[Records excerpted from a collection]
- - - -
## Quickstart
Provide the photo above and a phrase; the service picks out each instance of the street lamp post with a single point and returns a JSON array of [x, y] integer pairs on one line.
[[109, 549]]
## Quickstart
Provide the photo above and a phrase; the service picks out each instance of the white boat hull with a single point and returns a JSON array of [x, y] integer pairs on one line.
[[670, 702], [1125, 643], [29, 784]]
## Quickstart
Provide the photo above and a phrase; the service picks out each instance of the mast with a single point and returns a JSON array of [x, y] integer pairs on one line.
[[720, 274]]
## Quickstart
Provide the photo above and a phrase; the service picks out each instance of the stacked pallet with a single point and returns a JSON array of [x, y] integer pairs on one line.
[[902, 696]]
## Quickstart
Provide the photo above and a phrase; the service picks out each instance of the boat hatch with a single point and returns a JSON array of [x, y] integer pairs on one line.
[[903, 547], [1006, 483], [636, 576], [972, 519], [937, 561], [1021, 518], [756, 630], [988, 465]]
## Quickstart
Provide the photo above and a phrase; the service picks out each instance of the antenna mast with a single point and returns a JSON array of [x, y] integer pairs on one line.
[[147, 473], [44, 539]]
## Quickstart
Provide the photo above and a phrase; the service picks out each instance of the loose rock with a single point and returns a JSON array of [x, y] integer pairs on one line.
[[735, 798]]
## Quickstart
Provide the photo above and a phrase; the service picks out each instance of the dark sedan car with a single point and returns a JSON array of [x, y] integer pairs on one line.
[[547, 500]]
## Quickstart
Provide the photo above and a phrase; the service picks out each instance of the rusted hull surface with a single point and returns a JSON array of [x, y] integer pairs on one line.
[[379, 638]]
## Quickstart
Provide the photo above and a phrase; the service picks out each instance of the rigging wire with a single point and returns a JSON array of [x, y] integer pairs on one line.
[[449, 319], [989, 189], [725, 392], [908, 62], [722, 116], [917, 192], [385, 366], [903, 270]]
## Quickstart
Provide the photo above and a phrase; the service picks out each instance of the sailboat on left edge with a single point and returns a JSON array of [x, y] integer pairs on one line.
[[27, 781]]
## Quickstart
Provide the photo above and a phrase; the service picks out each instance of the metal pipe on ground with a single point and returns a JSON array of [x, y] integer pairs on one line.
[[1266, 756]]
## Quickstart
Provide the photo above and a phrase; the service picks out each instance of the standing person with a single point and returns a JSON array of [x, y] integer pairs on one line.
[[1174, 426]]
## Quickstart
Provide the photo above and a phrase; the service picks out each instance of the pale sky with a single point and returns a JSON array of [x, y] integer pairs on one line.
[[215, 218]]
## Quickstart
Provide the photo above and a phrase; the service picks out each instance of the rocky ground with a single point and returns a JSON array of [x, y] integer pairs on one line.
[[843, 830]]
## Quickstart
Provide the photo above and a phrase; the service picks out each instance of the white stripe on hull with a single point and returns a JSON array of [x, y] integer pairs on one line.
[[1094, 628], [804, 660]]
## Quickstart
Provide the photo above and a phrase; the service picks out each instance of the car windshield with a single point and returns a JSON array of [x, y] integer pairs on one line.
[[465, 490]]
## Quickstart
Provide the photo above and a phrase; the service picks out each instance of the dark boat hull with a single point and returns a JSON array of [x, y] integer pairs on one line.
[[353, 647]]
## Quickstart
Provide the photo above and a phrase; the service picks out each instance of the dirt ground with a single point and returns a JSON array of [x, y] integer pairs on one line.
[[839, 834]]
- - - -
Nothing in the records may be left out; reproduce them exactly.

## Quickstart
Provide the photo above and a phrase; the service picks out each instance of the street lamp post with a single point and returns a JSON array of [x, y] integer pairs on one line.
[[109, 549]]
## Quickstart
Provide the photo above and a phrase; the service picks out each instance of the white boat hull with a single point and returns a JSON array of [x, y] integer pairs on one line.
[[670, 702], [1125, 643], [29, 784]]
## Quickstart
Provide the photo above and a phrase; the service picks out each instance of the mast with a single point and returns a JSON array of [x, y] integer pairs on one line.
[[720, 274]]
## Quickstart
Provide the photo above and a phrase; the service picks out each instance of the stacked pallet with a single point and returns a JSON array of [x, y] integer pairs on one line.
[[902, 696]]
## Quickstart
Provide the photo above and a phrase; the service picks out each instance of the boat hatch with a single point and returns a JSON array of [x, y] integer pairs on one line.
[[903, 547], [1006, 483], [636, 576], [972, 519], [937, 561], [1021, 518], [756, 630], [988, 465]]
## Quickstart
Provide the photo above and a phrase; the service picks out each instance of the antenna mast with a single point and returns a JSON array of [x, y] integer pairs on one line.
[[147, 473], [44, 539]]
## Quickstart
Provide the photo above and a phrase; the service picks out each instance of the loose rock with a single point and returns a JSON array of [x, y] integer pairs on one line.
[[735, 798]]
## Quickstart
Provide the photo above and a phrase; the service picks out each instance of the dark sedan car with a single point and returns a JSON array of [x, y] integer pairs on one line.
[[547, 500]]
## Quickstart
Provide the photo above and a phrase; the service picks out each instance of the rusted hull surface with a single point and returns a JSON array of [x, y] integer pairs on one line.
[[379, 638]]
## Quickstart
Provide the photo above and a phrase; the service picks out each instance of the rigging wire with a single point and returns a JSON array of [x, y] integer pairs on one line.
[[449, 319], [989, 189], [725, 392], [908, 62], [722, 116], [917, 192], [385, 366], [903, 270]]
## Quickstart
Provide the photo above and a phrase; the service picks out each instance of the sailboat on left edge with a single point and returns a JSON array of [x, y] integer pairs on one line.
[[27, 781]]
## Quickstart
Provide the photo above and a phrase; the service picks out each instance of the metal pipe on ground with a single point and returns a JSON array of [x, y] integer pairs on one line.
[[1266, 756]]
## Quickstart
Provide the photo above and a phrase; the service picks out each instance of the standing person with a single point and returns a JSON array of [x, y] integer pairs on one line.
[[1174, 426]]
## Quickstart
Provide the photo above and a phrase; the service picks out each instance of the pale sky with a single point and returns a JSON array of [x, y] integer pairs on one line.
[[215, 218]]
## Quickstart
Provide the photo above and a phrase; the service picks out each instance of the rocky ground with a single point and returns a JSON array of [x, y] integer pairs on one line.
[[843, 830]]
## Quickstart
Provide the photo above and a phrase; the service picks out each instance of the white stripe on hull with a single point and returns a JSON array of [x, y] integer pairs on one line.
[[1094, 628], [804, 660]]
## Quickstart
Provide the photo above and a phrase; the service picks out each instance of the car windshield with a single point and returns a JSON array of [x, y] integer pairs on one line.
[[465, 490]]
## Quickstart
Provide the photo above and a phrase; the service picks out each instance of the dark boat hull with a single point and returns a JSON array of [x, y] integer pairs on one line.
[[353, 647]]
## Quickstart
Provide the photo above and a phrase; the service picks out each instance of the dirt ground with a single point and returns a JSON array of [x, y] integer pairs on one line.
[[839, 834]]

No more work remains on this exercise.